[Fragmento seleccionado]

Ni en la impune complicidad del anonimato exterior, ni en la frágil intimidad de la clandestinidad interior, ni adentro ni afuera del ornamento de la interfaz se encuentra la naturaleza de quien usa lleva una máscara. La existencia de su portador queda interrumpida en el tiempo de su uso, en esa membrana que más que un punto de encuentro entre dos mundos, es una frontera de desencuentro entre el deber ser y el poder ser. La máscara es, en simultánea,  tierra de todos y de nadie. Pero además, dado que la existencia de la máscara se encuentra supeditada al portador y en consecuencia está condicionada a su uso, es la que la diferencia del simple ornamento colgado en la pared. Requiere de otro que la use o no la use. No es su forma la que la constituye como material sino la potencia de su acción.

Como cualquier interfaz, la máscara es una extensión artificial de nuestra propia imposibilidad. Es una prótesis ya no de las limitaciones del cuerpo, sino de un alma que en su intento de ocultamiento amplifica a través de su adorno aquellas minucias que escapan del ser a través de las fisuras del carácter, y que, en ausencia de identidad, disuelve en la presencia del cualquiera aquellos rasgos propios del ser que en condiciones normales serían no visibles. Bien sea en la ilegalidad, en la rienda suelta a las fantasías reprimidas, en forma de seudónimo en las redes sociales o como suspenso del entretenimiento; su uso de fondo no busca esconder la naturaleza de quien la use, sino que por el contrario permite evidenciar la verdadera personalidad de quien, bajo semblanzas, termina presa de su propio engaño y desvela lo extravagante de su interior.

[/Fragmento seleccionado]
[Registros proporcionados]

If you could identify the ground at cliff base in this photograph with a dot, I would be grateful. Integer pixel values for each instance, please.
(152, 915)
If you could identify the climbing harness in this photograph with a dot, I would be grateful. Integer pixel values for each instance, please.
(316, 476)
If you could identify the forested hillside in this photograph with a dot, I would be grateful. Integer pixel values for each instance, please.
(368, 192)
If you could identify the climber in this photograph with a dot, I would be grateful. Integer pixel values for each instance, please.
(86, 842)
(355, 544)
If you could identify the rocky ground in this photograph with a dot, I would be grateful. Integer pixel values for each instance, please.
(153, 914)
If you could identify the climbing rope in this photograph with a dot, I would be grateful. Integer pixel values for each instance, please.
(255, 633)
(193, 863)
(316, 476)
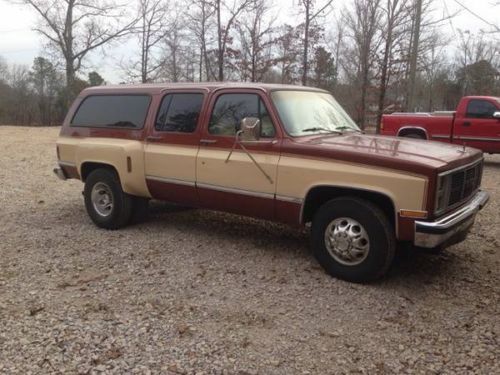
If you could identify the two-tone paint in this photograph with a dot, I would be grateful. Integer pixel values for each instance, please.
(193, 168)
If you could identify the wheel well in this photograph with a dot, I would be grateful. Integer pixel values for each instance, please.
(416, 131)
(89, 167)
(319, 195)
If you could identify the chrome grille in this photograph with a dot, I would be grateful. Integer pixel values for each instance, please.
(457, 186)
(464, 183)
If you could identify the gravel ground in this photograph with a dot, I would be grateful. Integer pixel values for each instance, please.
(197, 292)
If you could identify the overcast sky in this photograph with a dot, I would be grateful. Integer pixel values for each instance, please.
(19, 44)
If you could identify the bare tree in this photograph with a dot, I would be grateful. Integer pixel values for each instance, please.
(74, 28)
(472, 49)
(257, 37)
(310, 16)
(288, 53)
(394, 27)
(233, 8)
(363, 26)
(201, 24)
(153, 25)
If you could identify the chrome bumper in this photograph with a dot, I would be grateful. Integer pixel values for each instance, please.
(430, 234)
(60, 173)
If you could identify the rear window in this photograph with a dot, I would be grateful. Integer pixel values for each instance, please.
(478, 108)
(113, 111)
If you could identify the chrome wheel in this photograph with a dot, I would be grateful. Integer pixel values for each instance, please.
(347, 241)
(102, 199)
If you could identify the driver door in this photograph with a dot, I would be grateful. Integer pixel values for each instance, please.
(479, 128)
(237, 184)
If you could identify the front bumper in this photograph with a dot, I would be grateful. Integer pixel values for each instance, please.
(430, 234)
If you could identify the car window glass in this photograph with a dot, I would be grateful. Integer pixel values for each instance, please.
(230, 109)
(179, 112)
(480, 109)
(114, 111)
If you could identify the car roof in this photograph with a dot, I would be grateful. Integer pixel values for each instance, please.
(156, 88)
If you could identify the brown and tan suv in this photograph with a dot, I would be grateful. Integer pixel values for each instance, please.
(282, 153)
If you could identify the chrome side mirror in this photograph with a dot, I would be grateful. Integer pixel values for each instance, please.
(249, 129)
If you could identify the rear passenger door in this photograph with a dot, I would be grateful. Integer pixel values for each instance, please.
(172, 146)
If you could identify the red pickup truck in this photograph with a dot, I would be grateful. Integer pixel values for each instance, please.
(475, 123)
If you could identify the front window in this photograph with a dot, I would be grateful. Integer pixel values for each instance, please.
(230, 109)
(310, 112)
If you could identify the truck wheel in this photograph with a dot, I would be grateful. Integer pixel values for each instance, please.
(107, 204)
(414, 136)
(353, 239)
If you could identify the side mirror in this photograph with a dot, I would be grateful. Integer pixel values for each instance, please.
(249, 129)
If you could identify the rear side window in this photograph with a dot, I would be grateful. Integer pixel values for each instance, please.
(179, 112)
(480, 109)
(113, 111)
(230, 109)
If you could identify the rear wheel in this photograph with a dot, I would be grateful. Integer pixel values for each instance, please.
(353, 239)
(107, 204)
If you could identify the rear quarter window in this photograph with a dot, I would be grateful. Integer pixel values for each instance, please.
(112, 111)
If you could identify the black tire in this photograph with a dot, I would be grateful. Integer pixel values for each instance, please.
(414, 136)
(377, 228)
(120, 213)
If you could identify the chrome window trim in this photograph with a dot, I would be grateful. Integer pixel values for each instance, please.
(488, 139)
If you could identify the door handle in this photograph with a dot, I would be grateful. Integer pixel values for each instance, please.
(208, 141)
(153, 138)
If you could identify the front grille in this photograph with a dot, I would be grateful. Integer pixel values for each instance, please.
(464, 183)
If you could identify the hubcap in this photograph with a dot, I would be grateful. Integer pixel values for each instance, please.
(347, 241)
(102, 199)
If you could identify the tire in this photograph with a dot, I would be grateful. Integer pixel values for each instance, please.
(107, 204)
(414, 136)
(365, 240)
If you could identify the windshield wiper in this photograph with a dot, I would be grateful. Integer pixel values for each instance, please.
(318, 128)
(348, 128)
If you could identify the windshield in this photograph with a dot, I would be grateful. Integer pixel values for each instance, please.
(309, 112)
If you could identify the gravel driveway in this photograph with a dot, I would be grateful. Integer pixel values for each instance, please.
(197, 292)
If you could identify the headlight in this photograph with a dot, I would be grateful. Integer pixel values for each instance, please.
(443, 193)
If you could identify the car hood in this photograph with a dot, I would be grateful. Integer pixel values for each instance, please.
(392, 152)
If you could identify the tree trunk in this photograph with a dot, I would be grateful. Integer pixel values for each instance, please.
(383, 77)
(306, 44)
(413, 57)
(220, 43)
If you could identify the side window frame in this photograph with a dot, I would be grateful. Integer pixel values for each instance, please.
(174, 92)
(144, 122)
(468, 114)
(259, 95)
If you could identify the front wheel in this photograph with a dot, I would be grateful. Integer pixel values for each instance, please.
(107, 204)
(353, 239)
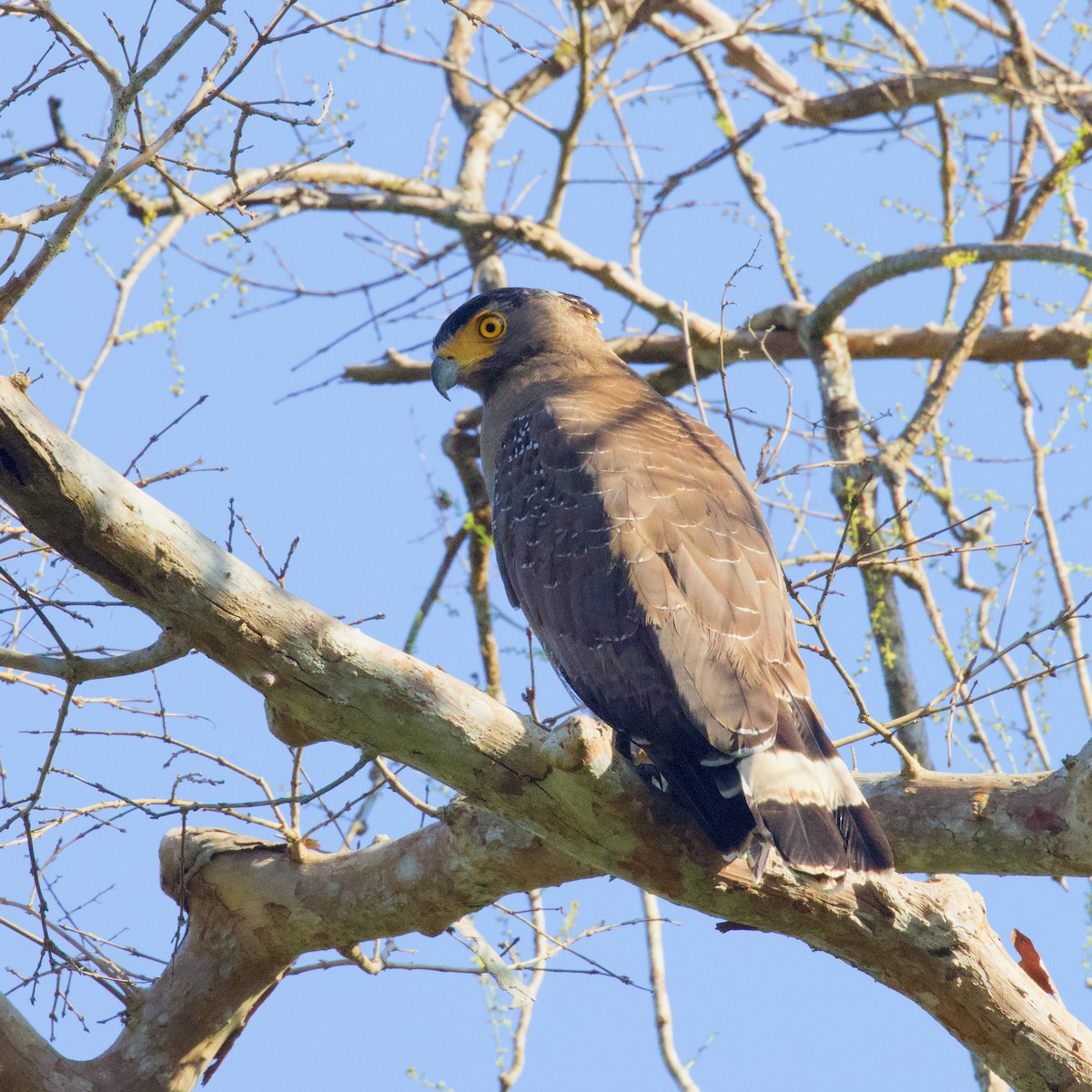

[/Registros proporcionados]

**Descripción del problema:** Copia del texto sobre la máscara el tramo que empieza en las palabras «Ni en la impune» y termina después de «de su acción.».

**Espacio de respuesta:**
Ni en la impune complicidad del anonimato exterior, ni en la frágil intimidad de la clandestinidad interior, ni adentro ni afuera del ornamento de la interfaz se encuentra la naturaleza de quien usa lleva una máscara. La existencia de su portador queda interrumpida en el tiempo de su uso, en esa membrana que más que un punto de encuentro entre dos mundos, es una frontera de desencuentro entre el deber ser y el poder ser. La máscara es, en simultánea,  tierra de todos y de nadie. Pero además, dado que la existencia de la máscara se encuentra supeditada al portador y en consecuencia está condicionada a su uso, es la que la diferencia del simple ornamento colgado en la pared. Requiere de otro que la use o no la use. No es su forma la que la constituye como material sino la potencia de su acción.